# [WHAT YOU SHOULD DO]
Find each line in the records below that contains the string "pool" and copy those lines in full. Case counts.

# [SUPPLIED ENTRIES]
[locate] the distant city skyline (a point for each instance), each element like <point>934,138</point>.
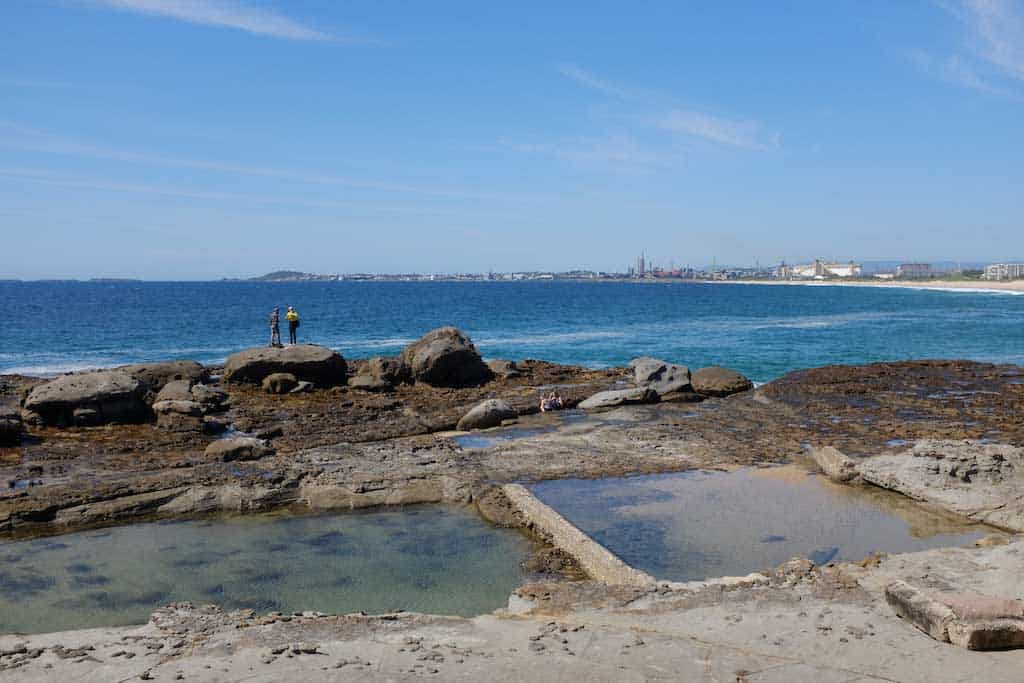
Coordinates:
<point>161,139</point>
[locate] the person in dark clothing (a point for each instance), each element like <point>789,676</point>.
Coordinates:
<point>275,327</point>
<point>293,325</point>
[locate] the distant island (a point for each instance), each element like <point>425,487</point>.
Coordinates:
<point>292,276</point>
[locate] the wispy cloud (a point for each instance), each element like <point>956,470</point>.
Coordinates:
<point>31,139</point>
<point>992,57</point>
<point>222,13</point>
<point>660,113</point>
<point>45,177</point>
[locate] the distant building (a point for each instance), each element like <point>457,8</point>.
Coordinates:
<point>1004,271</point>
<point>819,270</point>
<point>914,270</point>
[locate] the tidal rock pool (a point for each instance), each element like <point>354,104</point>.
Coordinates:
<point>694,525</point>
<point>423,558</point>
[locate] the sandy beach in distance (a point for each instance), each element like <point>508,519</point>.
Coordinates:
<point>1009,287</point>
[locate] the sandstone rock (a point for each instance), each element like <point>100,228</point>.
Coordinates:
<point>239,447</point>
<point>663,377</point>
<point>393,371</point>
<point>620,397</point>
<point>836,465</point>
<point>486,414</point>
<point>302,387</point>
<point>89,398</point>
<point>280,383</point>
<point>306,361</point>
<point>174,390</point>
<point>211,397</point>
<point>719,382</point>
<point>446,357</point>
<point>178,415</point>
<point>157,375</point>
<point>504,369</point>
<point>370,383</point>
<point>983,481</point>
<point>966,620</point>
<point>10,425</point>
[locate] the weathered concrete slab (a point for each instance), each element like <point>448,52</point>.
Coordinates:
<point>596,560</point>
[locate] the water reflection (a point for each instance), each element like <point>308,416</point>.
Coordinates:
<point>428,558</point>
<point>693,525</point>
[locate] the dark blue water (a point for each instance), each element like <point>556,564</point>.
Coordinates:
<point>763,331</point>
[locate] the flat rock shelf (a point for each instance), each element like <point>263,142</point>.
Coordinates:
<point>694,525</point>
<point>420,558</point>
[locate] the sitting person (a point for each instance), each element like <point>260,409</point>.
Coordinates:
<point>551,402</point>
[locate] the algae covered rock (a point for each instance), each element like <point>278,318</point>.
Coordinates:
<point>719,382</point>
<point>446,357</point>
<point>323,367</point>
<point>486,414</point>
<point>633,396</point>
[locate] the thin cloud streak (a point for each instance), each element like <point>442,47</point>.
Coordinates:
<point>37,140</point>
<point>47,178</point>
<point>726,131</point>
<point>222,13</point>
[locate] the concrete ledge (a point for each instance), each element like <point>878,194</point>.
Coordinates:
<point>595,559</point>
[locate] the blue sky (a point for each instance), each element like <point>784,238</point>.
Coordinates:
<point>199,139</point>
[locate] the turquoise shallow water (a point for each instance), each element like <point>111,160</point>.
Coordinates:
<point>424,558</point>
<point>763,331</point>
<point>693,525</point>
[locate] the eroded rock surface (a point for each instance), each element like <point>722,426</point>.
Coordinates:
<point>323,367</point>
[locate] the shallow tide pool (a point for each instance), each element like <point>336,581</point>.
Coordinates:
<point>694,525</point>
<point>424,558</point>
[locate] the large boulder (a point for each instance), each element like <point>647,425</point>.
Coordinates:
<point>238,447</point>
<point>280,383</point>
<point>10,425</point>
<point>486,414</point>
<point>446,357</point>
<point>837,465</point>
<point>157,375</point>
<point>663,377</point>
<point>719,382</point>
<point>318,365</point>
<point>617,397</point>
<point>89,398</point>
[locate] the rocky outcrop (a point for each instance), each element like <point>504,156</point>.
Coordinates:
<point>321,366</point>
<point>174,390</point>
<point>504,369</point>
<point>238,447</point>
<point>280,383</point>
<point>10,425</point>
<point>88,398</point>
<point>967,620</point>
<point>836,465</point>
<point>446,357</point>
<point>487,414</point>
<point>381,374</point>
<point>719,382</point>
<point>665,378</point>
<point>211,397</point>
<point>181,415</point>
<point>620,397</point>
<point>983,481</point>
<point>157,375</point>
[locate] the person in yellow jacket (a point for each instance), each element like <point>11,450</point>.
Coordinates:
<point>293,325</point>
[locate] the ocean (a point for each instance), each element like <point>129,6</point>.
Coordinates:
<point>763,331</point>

* * *

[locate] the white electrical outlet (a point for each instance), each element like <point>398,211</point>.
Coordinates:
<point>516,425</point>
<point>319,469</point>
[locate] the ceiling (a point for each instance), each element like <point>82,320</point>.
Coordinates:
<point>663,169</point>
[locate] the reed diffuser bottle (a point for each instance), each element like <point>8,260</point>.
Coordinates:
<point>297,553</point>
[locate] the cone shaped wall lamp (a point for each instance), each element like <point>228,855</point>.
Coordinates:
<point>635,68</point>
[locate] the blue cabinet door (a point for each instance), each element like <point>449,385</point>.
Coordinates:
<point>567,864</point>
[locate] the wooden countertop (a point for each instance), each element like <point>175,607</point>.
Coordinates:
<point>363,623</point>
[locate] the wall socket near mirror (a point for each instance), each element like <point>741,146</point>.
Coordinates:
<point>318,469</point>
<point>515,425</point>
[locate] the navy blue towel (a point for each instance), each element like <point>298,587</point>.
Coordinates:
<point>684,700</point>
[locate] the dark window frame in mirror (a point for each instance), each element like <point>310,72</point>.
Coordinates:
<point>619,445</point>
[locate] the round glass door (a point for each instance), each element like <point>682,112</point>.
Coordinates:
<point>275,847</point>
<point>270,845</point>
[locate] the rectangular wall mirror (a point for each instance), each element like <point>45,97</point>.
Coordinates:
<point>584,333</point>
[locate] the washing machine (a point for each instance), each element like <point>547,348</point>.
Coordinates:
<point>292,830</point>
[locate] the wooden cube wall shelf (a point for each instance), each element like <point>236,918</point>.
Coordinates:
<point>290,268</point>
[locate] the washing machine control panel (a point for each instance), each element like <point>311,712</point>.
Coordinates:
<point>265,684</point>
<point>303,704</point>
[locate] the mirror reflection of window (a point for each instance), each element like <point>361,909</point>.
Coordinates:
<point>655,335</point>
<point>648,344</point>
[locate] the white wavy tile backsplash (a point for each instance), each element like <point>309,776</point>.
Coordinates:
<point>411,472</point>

# [PROBLEM SOLUTION]
[locate] the tidal rock pool (a point for each instance), each element like <point>354,104</point>.
[locate] the shallow tide pool (a point for each instance), each element like <point>336,581</point>.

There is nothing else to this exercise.